__What the task requires__. Please recast the records, from the start through the line that contains "x=154, y=171", as a JSON list of strings with one string per line and blank lines omitted. Leave the pictures out.

-----

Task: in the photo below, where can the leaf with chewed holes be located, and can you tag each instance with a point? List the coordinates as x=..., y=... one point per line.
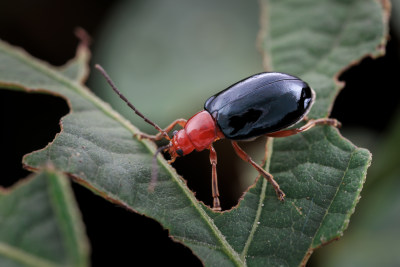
x=40, y=224
x=321, y=172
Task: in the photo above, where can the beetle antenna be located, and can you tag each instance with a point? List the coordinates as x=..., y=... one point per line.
x=114, y=87
x=154, y=171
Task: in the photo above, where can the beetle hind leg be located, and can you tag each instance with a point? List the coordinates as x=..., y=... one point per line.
x=310, y=124
x=214, y=182
x=244, y=156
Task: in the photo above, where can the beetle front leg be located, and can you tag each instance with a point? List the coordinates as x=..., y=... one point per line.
x=214, y=181
x=164, y=133
x=310, y=124
x=243, y=155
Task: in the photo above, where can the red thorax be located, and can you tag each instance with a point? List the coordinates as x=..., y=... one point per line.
x=198, y=134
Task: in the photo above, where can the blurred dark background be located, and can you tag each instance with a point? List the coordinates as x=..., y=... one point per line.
x=367, y=105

-----

__Reply to the exercise__.
[
  "Task: in the photo below, where can the leaf with chewed holes be located, and can you tag each instance with a point? List the coordinates as x=..., y=... one point per line.",
  "x=40, y=224",
  "x=321, y=172",
  "Task: in the photo above, where can the beetle antenna be located, and can you tag each instance with a point? List the coordinates as x=..., y=... one point per line.",
  "x=114, y=87",
  "x=154, y=171"
]